- _Written task_: Rescale the records below, starting at the line that has "Identify grassy field in the image above." and ending after the line that has "[319,492,348,505]". Repeat every request and multiply each bounding-box coordinate in the answers by 0.65, rounding to whole numbers with halves going up. Return only those lines, and omit the pictures.

- _Extracted material_:
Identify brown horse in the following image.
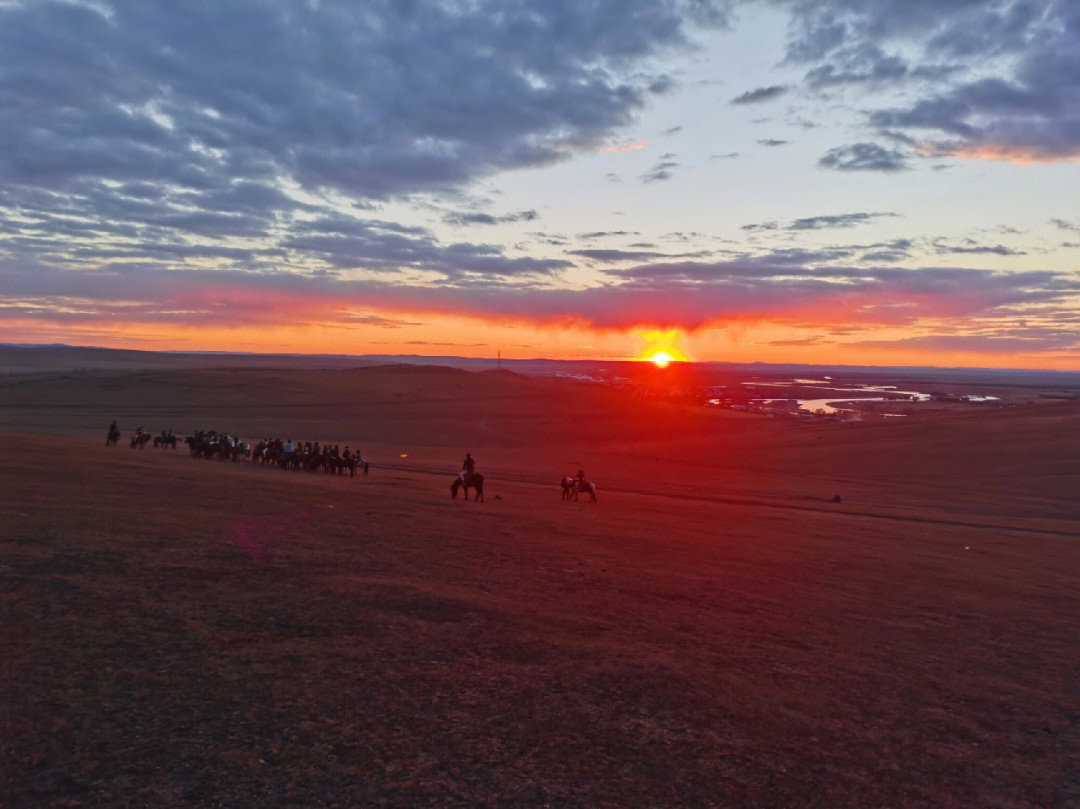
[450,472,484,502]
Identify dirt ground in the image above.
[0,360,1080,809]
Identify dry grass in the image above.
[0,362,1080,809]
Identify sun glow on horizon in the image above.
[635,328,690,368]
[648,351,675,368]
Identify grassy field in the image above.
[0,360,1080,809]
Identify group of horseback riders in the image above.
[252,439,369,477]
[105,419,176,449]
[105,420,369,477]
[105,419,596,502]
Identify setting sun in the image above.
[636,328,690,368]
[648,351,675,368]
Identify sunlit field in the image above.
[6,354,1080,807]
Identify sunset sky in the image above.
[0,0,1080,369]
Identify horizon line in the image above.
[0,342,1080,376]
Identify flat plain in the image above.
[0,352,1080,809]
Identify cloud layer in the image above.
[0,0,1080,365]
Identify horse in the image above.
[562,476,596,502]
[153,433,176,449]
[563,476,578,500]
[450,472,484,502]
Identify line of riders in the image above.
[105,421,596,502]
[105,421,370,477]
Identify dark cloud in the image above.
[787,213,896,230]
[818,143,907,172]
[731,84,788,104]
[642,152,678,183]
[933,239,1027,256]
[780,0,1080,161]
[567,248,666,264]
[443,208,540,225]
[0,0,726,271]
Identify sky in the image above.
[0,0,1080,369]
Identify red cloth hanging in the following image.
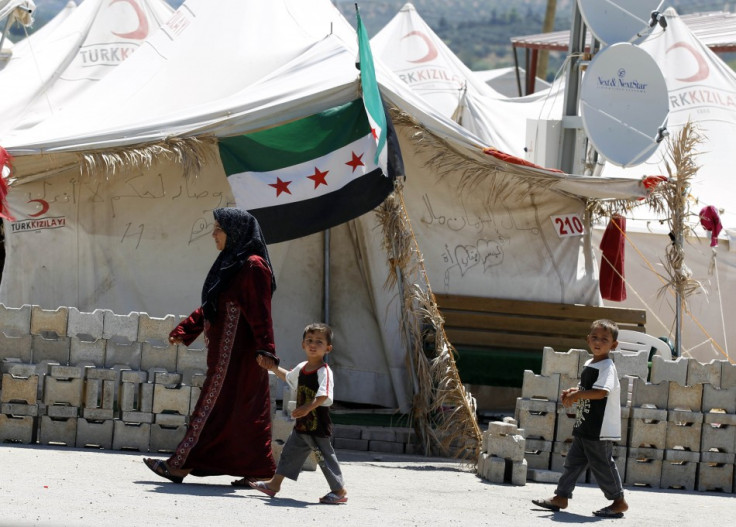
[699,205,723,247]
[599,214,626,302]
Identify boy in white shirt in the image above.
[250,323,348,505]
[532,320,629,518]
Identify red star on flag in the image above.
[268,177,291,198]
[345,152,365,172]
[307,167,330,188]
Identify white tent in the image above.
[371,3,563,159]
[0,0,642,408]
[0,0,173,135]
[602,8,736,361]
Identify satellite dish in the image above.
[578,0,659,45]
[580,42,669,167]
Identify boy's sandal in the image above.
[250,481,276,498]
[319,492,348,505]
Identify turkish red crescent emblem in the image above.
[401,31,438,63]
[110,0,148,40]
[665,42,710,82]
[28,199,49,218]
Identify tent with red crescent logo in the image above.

- _Task solution_:
Identify grassy field in the image above.
[0,234,702,526]
Identify group of horseback riders in the image above.
[164,285,240,310]
[68,272,114,292]
[68,273,240,310]
[68,272,387,326]
Identify setting sun in the image above.
[413,213,449,239]
[421,228,439,239]
Identify sunlit field in the image above.
[4,230,702,525]
Identify sunset sky in the image above.
[0,0,702,240]
Identify horizon line in the image above.
[0,222,702,244]
Identify flat plain in the image above.
[0,229,702,526]
Identify cloud layer in the image above.
[0,0,702,237]
Identify horse in the image above.
[365,309,387,326]
[99,281,114,292]
[366,309,376,325]
[293,307,315,326]
Identify line of riders in the image above.
[68,274,387,326]
[68,274,241,310]
Identify dark cloud in the image above.
[512,138,582,150]
[532,93,590,112]
[475,55,512,68]
[417,99,441,119]
[606,155,668,166]
[507,0,702,105]
[369,161,433,172]
[288,135,351,146]
[0,0,472,176]
Identify sky in the image above.
[0,0,702,240]
Identify red cloth hanging in the following image.
[454,133,470,161]
[389,139,407,196]
Identify boy in white shirt in the image above.
[163,210,226,328]
[346,208,409,337]
Identify red star on flag in the image above.
[174,115,189,129]
[224,99,237,112]
[200,109,215,122]
Identify white tent in the image above.
[241,2,366,103]
[0,0,417,265]
[0,0,112,88]
[391,5,478,235]
Identify satellite dish in the image above.
[376,0,428,29]
[377,27,435,109]
Identify boy's sandal in the image above.
[163,313,179,324]
[207,320,226,328]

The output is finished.